The task —
Word for word, restate the records that come after this.
___ Data shown
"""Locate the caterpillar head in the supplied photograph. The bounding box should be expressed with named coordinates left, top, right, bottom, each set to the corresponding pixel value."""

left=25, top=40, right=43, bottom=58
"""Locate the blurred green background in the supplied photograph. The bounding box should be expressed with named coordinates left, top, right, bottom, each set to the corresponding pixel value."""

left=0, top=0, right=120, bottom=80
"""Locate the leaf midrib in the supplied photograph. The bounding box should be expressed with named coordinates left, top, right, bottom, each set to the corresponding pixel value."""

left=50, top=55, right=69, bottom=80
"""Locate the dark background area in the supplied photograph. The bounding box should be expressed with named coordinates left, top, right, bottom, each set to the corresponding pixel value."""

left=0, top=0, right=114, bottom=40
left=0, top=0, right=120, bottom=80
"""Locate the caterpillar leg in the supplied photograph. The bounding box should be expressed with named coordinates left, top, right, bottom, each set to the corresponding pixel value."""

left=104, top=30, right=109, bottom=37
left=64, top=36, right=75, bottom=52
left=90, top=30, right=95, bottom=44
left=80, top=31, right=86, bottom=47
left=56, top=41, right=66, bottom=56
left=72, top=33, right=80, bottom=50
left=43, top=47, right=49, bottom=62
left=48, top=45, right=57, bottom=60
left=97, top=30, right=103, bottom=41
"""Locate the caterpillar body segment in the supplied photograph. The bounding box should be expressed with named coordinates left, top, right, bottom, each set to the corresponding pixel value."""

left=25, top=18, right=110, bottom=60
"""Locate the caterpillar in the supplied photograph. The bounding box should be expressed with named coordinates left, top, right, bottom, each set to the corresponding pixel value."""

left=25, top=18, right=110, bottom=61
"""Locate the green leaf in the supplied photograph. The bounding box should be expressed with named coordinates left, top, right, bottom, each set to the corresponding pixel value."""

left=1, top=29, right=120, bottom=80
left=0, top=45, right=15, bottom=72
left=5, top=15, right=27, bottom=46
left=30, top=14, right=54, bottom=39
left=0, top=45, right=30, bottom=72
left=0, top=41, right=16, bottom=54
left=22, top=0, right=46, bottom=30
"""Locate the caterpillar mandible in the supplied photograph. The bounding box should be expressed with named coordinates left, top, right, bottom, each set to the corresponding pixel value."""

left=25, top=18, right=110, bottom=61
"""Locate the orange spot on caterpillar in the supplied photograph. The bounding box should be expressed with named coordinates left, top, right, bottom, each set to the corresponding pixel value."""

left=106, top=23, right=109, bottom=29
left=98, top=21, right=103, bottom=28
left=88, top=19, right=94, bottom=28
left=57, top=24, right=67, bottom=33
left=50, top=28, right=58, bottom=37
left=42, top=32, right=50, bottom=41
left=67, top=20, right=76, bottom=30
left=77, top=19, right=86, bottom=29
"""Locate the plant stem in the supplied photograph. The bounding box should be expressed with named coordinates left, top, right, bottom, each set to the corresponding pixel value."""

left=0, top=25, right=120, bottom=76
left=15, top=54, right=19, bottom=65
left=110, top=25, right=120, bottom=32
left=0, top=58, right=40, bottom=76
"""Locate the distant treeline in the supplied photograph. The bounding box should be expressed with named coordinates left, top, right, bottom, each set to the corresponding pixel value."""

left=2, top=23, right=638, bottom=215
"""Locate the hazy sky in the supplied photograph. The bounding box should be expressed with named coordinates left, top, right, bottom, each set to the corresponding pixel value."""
______
Completed task —
"""Locate the caterpillar head in the supplied photograph. The bounding box should be expressed with named coordinates left, top, right, bottom, each set to the corresponding pixel value."""

left=25, top=40, right=43, bottom=58
"""Locate the blurred green background in the supplied photograph. The bounding box should be expressed with named coordinates left, top, right, bottom, each set to the corresponding pixel value."""

left=0, top=0, right=120, bottom=80
"""Locate the leaf midrib in the supplied photograph. The bounding box should be expressed with named coordinates left, top, right, bottom, each set to the corresponding pixel value."""

left=50, top=55, right=69, bottom=80
"""Locate the dark background area in the supplied photograph. The bounding box should be expressed with named coordinates left, top, right, bottom, each set to the corresponding pixel value."""

left=0, top=0, right=114, bottom=40
left=0, top=0, right=120, bottom=80
"""Locate the caterpillar leg in the supplied photograph. The bounding box should be expressed with named coordinates left, top, right, bottom, each set to the corresponding pixel value."""

left=104, top=30, right=109, bottom=37
left=64, top=36, right=75, bottom=52
left=90, top=30, right=95, bottom=44
left=80, top=31, right=86, bottom=47
left=56, top=41, right=66, bottom=56
left=72, top=33, right=80, bottom=50
left=43, top=47, right=49, bottom=62
left=48, top=45, right=57, bottom=60
left=97, top=30, right=103, bottom=41
"""Locate the caterpillar body segment in the supplied photograph. The bounding box should be expressed with named coordinates left, top, right, bottom, each set to the corresponding pixel value."""

left=25, top=18, right=110, bottom=60
"""Locate the caterpillar in the supplied photograph. The bounding box should be expressed with named coordinates left, top, right, bottom, each set to the corresponding pixel value."""

left=25, top=18, right=110, bottom=61
"""Locate the green leaf in the supplied photograph. The bounding box should be expressed with named coordinates left, top, right, bottom, each set to the corresponding pixel value."""

left=1, top=29, right=120, bottom=80
left=0, top=45, right=15, bottom=72
left=5, top=15, right=27, bottom=46
left=30, top=14, right=54, bottom=39
left=0, top=45, right=30, bottom=72
left=0, top=41, right=16, bottom=54
left=22, top=0, right=46, bottom=30
"""Locate the caterpillar mandible in the supplied photograph. The bounding box should be expressed with named coordinates left, top, right, bottom, each set to the corresponding pixel value."""

left=25, top=18, right=110, bottom=61
"""Locate the orange spot on caterpillar in the supplied photograph. The bounding box should be expressed with named coordinates left, top, right, bottom, each set to the corresponding pixel value."""

left=106, top=23, right=109, bottom=29
left=98, top=21, right=103, bottom=28
left=88, top=19, right=94, bottom=28
left=57, top=24, right=67, bottom=33
left=50, top=28, right=58, bottom=37
left=42, top=32, right=50, bottom=41
left=67, top=20, right=76, bottom=30
left=77, top=19, right=86, bottom=29
"""Locate the plant stem in the supplied photograph. The bounding box should be expressed with named coordinates left, top, right, bottom, each set to the corresponding pixel value."""

left=0, top=25, right=120, bottom=76
left=15, top=54, right=19, bottom=65
left=110, top=25, right=120, bottom=32
left=0, top=58, right=40, bottom=76
"""Locate the distant treeline in the supplied photograph. The bounding box should be expressed with named coordinates left, top, right, bottom, each set to the corresponding pixel value."""

left=2, top=23, right=638, bottom=215
"""Locate the hazy sky in the supplied photograph. The bounding box should be expressed with named coordinates left, top, right, bottom, each set to the corresponding pixel value."""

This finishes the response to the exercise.